- **Work order A**
According to the career account, in which year did the writer join one of Germany's largest inpatient and rehab healthcare providers?
- **Work order B**
Translate this sentence from the career account into Spanish: "At the time, one of my main tasks was to implement various forms and additional reports."
- **Work order C**
The career account names the system components the hospital used to replace its old patient management and billing system, including those added later. List all of them.

- **Text shown**

---------------

In 1999, I started my professional career at a mid-sized German hospital. In 2000, we had succeeded in bringing our at-the-time already ageing patient management and billing system through the Y2K madness that was happening all around without too much effort. Then the news came – although the system was Y2K-proof, it wasn’t built to handle multiple currencies, and the vendor had decided to discontinue the product. Looking for a replacement, we finally ended up using the combination of FI, CO, IS-H for patient management, PM for our building services and maintenance department. A bit later, MM and especially i.s.h.med for the clinical aspects were added as well. At the time, one of my main tasks was to implement various forms and additional reports. I already knew several programming languages at the time and had some experience with Oracle, Interbase and other RDBMS, so taking a dive into ABAP development was a natural choice. This was back in release 4.6D. Since then, I’ve worked for a few years one of the companies that make i.s.h.med and which is nowadays part of the Siemens AG. During that time, I had the chance to learn a lot about ABAP development both in customer projects and for add-on and product development. Since 2009, I’m with one of Germany’s largest inpatient and rehab healthcare providers. Today, I’m responsible for the development team that extends and enhances i.s.h.med and connects it with surrounding systems – but since the team is small and I can’t resist it anyway, I still write quite a bit of ABAP applications.

---------------

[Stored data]
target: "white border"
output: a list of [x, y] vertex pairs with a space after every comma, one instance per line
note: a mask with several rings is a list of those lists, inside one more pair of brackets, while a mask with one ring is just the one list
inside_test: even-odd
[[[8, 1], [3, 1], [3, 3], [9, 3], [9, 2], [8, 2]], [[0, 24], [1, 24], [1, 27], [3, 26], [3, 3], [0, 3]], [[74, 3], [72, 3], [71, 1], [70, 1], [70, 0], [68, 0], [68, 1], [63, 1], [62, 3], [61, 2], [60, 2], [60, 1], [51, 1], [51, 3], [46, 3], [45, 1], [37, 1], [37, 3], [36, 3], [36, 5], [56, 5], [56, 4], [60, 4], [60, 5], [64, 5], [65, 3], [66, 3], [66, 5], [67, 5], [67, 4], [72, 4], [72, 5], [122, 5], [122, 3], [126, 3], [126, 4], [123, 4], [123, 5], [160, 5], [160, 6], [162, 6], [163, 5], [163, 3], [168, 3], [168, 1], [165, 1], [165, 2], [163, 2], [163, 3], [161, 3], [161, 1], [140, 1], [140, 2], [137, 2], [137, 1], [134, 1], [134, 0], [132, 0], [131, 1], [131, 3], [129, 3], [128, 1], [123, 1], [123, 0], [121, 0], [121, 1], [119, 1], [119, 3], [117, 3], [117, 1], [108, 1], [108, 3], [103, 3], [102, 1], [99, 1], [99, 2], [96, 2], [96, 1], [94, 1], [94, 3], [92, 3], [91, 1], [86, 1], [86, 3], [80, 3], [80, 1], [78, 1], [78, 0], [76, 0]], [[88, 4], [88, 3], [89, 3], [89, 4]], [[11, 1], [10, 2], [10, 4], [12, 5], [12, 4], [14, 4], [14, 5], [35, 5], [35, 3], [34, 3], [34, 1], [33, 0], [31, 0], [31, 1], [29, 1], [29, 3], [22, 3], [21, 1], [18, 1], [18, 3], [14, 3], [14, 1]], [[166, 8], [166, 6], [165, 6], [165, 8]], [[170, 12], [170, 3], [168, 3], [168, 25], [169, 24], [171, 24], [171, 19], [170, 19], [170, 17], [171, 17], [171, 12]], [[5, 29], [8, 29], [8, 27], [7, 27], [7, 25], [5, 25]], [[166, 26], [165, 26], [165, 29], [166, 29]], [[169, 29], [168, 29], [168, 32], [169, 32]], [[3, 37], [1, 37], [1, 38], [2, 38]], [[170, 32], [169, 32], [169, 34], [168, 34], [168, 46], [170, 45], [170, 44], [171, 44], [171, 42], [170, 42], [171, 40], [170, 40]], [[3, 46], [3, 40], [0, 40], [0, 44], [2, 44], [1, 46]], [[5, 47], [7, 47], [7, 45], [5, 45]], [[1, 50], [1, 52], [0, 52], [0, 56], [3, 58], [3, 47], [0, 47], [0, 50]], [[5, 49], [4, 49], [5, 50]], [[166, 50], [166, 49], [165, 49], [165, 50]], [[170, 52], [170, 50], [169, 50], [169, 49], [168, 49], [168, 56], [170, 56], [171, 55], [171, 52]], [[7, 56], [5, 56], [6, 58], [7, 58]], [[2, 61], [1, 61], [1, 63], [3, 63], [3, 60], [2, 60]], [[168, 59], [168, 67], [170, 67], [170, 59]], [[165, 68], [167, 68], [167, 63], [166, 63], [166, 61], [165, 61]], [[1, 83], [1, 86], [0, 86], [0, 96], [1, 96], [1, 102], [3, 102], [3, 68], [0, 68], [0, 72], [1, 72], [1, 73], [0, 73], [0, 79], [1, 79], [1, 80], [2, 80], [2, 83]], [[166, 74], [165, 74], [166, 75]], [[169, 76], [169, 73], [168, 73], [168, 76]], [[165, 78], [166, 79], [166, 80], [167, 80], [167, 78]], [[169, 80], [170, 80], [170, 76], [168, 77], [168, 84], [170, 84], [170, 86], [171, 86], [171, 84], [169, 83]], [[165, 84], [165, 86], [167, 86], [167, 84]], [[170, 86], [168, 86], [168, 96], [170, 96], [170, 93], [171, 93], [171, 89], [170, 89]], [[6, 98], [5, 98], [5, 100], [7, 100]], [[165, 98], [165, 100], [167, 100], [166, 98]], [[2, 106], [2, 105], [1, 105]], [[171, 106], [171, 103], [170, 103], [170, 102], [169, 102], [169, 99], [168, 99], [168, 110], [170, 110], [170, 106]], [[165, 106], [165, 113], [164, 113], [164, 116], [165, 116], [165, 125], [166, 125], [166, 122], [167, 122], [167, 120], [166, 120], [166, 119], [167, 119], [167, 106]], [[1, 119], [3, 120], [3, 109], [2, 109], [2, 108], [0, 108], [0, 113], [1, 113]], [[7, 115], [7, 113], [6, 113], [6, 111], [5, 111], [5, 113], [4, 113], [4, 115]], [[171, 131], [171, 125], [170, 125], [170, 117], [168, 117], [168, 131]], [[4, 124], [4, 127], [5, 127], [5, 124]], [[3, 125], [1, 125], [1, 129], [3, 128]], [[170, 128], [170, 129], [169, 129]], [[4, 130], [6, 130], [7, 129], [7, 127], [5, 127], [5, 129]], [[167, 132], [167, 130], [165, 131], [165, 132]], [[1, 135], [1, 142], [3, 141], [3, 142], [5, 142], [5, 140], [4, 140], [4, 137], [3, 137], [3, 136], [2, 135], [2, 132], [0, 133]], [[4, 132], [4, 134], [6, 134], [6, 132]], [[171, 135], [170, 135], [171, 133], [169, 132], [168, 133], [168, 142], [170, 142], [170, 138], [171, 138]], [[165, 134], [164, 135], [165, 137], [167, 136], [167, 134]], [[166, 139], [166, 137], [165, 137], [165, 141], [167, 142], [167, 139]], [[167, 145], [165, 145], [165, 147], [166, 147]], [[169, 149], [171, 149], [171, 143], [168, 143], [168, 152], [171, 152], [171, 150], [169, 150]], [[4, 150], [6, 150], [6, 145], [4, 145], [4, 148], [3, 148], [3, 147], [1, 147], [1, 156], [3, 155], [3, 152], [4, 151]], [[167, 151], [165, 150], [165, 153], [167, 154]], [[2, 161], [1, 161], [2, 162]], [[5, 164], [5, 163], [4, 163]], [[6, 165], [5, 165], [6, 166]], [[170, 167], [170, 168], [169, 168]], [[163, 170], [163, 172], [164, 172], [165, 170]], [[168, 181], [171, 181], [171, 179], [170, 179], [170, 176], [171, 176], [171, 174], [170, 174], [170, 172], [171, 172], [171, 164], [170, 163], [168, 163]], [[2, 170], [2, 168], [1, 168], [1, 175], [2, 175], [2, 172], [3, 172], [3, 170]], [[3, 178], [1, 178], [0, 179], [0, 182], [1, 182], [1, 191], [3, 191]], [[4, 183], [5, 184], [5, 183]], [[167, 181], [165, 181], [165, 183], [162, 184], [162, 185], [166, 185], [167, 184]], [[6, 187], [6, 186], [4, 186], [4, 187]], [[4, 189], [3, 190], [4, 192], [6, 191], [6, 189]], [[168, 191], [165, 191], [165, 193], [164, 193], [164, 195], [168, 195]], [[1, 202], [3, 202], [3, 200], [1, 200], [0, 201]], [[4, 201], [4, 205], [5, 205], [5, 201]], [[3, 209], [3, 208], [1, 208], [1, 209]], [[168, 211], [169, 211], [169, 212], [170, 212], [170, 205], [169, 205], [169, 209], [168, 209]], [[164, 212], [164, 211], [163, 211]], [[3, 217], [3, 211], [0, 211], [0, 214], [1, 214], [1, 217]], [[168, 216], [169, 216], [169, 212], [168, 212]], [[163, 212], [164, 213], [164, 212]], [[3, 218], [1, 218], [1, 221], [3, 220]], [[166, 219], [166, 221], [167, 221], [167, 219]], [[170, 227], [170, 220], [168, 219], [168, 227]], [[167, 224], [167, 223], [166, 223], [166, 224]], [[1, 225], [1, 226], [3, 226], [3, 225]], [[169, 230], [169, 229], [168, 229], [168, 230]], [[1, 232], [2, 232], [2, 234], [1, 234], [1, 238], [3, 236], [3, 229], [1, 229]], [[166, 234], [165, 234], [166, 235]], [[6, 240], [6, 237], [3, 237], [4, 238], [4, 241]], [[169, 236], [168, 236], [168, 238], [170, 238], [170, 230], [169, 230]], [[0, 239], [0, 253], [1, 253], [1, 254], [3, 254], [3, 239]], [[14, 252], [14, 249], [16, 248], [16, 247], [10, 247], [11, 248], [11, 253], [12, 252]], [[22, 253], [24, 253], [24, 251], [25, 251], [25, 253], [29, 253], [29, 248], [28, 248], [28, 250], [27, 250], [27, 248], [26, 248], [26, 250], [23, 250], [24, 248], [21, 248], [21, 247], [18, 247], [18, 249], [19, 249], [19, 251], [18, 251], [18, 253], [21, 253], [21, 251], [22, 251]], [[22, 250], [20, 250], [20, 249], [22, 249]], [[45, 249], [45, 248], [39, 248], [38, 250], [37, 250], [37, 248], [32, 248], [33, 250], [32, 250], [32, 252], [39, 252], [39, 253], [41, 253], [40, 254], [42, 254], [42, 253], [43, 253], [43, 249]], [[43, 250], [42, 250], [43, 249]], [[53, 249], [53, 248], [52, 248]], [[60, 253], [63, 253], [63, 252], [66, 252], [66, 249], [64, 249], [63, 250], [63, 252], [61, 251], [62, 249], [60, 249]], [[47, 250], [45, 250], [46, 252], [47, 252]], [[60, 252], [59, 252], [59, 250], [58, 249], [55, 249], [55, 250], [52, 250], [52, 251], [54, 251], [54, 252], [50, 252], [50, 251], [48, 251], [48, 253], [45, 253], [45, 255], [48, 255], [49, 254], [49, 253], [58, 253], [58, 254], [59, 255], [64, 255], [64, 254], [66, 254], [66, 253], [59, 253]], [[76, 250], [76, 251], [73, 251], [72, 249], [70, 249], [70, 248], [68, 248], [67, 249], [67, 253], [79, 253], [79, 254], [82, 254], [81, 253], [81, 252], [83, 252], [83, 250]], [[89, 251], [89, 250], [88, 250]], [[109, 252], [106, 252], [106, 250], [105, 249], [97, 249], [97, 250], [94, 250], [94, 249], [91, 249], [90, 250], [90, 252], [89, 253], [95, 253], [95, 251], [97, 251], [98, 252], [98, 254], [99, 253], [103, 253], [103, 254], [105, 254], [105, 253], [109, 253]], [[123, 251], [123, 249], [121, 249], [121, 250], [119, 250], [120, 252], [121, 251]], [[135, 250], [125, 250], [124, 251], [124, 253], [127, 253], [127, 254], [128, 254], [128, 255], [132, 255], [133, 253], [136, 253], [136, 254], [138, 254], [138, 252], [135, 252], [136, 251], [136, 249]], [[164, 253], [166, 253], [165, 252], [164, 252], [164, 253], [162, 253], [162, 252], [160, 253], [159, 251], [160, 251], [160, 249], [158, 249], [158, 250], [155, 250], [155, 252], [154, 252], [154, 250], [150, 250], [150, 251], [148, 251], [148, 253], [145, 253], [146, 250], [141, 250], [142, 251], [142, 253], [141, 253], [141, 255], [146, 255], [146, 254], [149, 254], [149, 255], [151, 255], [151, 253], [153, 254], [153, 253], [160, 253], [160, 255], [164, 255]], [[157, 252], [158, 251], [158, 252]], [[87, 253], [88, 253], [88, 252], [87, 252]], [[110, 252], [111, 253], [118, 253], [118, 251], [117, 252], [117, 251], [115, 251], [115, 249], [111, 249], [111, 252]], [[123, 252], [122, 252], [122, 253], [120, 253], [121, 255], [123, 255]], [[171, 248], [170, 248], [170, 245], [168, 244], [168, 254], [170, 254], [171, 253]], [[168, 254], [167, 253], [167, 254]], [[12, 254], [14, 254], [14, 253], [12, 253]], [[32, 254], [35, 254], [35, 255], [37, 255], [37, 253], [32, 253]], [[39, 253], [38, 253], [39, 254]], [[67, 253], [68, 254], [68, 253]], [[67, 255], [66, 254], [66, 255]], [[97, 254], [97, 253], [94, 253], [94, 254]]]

---------------

- **Result A**
2009

- **Result B**
En aquel entonces, una de mis tareas principales era implementar diversos formularios e informes adicionales.

- **Result C**
FI, CO, IS-H, PM, MM, i.s.h.med